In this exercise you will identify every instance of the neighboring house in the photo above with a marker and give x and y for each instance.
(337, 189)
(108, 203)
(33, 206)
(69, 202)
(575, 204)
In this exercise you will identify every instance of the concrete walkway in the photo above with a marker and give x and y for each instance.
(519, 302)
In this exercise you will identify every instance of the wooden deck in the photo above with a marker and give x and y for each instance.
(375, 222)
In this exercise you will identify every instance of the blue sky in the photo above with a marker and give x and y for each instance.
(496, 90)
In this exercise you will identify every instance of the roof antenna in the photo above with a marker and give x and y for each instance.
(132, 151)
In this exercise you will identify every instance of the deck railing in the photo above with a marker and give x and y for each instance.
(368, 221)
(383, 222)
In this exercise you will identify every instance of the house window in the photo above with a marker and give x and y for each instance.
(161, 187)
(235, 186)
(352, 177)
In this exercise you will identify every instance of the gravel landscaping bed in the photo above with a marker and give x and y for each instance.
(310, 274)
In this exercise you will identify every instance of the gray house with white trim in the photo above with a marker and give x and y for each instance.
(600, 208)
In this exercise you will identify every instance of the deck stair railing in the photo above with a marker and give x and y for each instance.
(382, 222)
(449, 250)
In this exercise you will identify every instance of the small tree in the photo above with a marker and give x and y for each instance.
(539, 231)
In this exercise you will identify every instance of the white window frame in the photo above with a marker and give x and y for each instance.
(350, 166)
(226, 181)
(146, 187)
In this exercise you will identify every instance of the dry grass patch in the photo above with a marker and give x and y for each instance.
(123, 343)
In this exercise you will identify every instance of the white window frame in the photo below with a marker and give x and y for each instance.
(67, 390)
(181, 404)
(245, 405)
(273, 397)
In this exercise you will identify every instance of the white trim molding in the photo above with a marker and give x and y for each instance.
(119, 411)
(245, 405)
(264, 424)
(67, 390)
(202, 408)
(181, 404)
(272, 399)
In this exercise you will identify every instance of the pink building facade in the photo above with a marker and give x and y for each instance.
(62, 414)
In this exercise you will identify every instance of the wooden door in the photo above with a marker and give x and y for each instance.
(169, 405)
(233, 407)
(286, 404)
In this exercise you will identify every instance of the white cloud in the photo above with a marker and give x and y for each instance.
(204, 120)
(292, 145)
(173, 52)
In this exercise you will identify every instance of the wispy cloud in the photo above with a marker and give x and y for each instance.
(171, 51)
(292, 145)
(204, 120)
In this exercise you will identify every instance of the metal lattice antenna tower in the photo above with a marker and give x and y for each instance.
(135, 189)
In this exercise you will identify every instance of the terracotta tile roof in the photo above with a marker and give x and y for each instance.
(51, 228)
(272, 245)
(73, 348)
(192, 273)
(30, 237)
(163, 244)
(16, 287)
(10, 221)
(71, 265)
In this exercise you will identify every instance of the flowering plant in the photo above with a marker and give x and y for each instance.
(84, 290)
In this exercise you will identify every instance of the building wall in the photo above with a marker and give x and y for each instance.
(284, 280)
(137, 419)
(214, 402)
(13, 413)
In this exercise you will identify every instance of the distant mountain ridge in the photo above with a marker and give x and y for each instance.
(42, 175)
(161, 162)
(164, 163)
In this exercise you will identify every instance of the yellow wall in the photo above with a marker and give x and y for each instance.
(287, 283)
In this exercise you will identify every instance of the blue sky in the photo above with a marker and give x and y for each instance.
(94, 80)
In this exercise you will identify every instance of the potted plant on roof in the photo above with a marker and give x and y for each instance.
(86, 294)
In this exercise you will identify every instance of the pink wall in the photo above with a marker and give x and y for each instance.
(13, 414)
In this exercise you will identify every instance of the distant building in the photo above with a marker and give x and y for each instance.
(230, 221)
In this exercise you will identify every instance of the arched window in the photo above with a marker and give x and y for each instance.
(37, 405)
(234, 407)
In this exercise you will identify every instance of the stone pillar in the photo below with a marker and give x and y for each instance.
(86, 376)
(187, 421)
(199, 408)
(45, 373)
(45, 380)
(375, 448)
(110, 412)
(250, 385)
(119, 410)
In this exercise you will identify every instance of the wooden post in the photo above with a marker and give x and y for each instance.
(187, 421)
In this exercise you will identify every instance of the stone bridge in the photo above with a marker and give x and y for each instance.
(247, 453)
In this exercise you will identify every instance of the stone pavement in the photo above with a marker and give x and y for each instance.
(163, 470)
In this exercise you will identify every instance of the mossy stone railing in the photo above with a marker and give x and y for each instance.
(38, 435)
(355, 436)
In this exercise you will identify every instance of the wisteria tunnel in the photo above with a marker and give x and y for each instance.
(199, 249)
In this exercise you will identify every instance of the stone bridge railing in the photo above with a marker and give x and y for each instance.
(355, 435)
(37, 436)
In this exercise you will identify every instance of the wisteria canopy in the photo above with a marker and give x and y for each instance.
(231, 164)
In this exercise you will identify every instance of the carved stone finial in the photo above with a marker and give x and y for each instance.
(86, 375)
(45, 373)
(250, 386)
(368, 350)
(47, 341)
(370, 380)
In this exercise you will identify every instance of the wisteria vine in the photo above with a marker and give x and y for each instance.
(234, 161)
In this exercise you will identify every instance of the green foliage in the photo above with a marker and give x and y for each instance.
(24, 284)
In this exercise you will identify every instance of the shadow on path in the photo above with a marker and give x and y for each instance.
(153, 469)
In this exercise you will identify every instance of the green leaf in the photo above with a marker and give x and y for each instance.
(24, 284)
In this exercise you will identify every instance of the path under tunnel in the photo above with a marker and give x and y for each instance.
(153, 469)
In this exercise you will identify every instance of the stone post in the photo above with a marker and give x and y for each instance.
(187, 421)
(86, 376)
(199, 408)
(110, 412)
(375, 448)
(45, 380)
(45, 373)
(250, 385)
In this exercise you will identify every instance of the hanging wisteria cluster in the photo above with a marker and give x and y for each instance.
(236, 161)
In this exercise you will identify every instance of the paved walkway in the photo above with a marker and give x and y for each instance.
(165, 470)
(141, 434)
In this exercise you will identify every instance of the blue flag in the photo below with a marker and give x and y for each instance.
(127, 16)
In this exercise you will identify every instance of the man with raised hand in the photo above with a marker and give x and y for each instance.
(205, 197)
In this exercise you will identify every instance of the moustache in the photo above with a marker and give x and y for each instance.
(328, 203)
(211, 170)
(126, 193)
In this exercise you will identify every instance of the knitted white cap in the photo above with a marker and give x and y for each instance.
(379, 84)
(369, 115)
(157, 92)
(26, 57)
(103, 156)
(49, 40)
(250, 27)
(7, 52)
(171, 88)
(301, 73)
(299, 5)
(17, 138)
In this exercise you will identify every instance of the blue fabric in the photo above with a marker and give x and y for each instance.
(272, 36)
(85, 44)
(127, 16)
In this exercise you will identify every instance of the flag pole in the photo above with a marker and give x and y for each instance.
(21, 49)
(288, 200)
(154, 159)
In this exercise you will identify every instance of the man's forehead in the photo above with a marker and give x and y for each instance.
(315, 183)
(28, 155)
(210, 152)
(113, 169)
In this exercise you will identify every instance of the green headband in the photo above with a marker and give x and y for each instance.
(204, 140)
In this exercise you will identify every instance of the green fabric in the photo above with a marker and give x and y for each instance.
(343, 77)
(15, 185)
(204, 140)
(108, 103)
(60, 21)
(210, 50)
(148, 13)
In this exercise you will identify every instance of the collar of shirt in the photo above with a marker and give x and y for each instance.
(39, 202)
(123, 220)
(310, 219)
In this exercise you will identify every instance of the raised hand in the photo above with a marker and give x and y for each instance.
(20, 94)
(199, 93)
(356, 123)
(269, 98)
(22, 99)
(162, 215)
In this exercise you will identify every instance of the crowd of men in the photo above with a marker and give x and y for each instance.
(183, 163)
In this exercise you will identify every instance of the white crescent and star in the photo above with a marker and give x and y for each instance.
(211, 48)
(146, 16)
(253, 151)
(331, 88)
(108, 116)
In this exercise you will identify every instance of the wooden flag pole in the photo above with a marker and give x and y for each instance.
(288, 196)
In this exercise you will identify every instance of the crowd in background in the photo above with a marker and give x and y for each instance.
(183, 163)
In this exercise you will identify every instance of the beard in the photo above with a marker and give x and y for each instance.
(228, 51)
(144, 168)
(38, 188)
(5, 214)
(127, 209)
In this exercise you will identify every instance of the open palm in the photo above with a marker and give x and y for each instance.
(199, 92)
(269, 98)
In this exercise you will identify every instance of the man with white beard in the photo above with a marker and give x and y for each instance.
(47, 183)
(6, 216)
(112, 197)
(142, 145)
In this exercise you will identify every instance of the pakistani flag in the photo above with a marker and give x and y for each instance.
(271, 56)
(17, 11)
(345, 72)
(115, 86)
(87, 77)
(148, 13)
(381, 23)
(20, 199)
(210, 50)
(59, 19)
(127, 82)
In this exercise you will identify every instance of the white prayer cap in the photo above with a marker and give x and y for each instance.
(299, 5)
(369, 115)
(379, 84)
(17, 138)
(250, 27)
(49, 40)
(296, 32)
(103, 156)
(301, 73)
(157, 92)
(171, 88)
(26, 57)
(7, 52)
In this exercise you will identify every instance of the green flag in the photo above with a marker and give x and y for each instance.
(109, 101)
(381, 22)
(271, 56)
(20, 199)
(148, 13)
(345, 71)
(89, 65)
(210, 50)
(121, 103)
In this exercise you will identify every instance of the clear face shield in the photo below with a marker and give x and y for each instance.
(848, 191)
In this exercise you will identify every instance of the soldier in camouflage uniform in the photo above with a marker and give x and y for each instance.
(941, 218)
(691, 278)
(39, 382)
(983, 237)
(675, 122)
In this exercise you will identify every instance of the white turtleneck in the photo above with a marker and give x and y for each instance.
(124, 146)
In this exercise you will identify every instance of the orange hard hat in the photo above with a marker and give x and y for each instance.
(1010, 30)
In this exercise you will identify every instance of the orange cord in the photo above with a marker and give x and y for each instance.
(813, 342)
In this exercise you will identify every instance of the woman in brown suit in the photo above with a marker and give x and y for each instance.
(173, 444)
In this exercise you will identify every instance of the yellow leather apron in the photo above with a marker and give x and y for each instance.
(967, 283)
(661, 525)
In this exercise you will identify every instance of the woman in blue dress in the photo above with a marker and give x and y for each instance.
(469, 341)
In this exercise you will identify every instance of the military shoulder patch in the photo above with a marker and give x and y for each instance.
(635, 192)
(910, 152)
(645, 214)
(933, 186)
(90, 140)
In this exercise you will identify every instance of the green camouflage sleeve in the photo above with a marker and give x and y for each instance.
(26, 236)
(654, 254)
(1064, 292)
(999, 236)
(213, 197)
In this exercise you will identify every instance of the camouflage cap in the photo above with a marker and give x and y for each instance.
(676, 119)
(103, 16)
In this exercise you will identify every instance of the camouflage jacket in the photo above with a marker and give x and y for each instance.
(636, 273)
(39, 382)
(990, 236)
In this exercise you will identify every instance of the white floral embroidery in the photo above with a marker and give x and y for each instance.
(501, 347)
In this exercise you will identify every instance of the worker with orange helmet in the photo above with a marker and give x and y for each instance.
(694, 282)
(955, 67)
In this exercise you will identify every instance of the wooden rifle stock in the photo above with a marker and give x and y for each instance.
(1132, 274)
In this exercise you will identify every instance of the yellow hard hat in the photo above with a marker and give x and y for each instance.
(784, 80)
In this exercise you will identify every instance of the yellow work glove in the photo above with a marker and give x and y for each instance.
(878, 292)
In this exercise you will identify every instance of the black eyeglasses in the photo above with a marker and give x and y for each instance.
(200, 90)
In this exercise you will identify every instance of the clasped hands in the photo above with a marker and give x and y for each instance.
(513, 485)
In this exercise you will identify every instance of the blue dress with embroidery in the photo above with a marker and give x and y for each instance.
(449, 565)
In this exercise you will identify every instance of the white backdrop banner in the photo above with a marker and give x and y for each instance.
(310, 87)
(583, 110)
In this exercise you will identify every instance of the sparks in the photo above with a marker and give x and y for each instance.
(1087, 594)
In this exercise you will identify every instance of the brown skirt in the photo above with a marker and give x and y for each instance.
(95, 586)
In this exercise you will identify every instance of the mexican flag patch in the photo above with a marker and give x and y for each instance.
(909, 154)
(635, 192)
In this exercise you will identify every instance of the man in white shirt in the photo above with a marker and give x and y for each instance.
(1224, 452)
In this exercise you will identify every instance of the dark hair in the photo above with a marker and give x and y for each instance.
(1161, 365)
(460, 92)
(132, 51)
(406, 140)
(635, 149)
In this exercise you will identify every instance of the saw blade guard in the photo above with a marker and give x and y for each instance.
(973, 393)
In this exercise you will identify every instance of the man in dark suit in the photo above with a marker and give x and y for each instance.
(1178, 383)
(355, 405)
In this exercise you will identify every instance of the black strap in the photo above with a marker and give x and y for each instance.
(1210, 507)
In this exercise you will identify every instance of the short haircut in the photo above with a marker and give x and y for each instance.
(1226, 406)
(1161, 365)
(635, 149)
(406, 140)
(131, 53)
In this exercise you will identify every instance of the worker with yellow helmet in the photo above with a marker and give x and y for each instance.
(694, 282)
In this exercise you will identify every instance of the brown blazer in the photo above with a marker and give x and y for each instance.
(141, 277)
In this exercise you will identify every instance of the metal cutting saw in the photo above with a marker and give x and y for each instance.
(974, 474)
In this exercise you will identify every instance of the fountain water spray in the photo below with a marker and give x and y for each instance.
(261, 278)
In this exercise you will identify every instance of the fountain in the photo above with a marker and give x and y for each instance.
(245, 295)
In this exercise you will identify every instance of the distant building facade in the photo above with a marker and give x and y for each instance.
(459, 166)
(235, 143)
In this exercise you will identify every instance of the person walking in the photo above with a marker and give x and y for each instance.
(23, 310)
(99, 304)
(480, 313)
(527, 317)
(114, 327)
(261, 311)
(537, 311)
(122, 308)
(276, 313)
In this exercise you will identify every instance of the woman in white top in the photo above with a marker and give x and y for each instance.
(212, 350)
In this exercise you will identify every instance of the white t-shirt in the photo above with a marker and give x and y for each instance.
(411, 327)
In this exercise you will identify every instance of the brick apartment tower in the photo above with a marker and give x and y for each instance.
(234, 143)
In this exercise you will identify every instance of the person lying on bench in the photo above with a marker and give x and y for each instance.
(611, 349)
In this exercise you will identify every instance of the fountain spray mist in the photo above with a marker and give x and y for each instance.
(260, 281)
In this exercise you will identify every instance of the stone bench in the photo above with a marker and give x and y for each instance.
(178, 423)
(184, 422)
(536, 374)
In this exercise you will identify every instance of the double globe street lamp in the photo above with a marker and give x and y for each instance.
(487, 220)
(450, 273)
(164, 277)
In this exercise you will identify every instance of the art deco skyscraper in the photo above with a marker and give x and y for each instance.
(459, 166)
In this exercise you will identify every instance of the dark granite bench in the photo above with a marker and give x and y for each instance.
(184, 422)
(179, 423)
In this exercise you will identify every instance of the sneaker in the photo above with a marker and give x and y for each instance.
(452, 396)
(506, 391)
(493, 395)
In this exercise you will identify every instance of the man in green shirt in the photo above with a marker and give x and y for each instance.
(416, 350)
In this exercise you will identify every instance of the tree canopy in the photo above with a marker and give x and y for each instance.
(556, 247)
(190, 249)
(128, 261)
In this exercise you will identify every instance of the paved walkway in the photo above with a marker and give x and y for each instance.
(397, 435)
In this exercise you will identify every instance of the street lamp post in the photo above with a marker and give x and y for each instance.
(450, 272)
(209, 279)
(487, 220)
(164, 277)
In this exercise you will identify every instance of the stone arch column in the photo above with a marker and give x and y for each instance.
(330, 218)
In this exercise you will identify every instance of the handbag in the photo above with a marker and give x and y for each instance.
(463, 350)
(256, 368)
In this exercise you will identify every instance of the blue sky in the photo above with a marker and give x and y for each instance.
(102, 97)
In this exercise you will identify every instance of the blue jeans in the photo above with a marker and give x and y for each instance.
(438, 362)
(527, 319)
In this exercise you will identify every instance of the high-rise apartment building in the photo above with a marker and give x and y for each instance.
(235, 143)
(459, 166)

Short task:
Rewrite everything in the material above from the line containing "the green camouflage" down to the line containing "(1132, 274)", both included, as a JSON list of strings with one string per line and any blank lines left out.

The response:
[
  "In this exercise you will identify every instance of the green camouflage sleeve in the photo above with a marker and give x and y for each instance.",
  "(26, 236)",
  "(654, 254)",
  "(1064, 292)",
  "(999, 236)",
  "(213, 197)",
  "In this exercise you will identify every instance of the camouflage cap in the photo above with a marker and give x and y for each instance.",
  "(676, 119)",
  "(103, 16)",
  "In this exercise you will identify every instance of the camouflage jacket in the photo above with a marker and give x and y for each instance.",
  "(636, 273)",
  "(39, 382)",
  "(990, 236)",
  "In this exercise you will identify every instance of the white floral embroidery in the photo above with a marker and give x and y for each instance.",
  "(501, 347)",
  "In this exercise you will identify every instance of the worker with orange helmet in the photo above with a marker and give x and y for each instance.",
  "(694, 282)",
  "(955, 67)",
  "In this exercise you will identify every instance of the wooden rifle stock in the photo above with a marker and give x and y for each instance.",
  "(1132, 274)"
]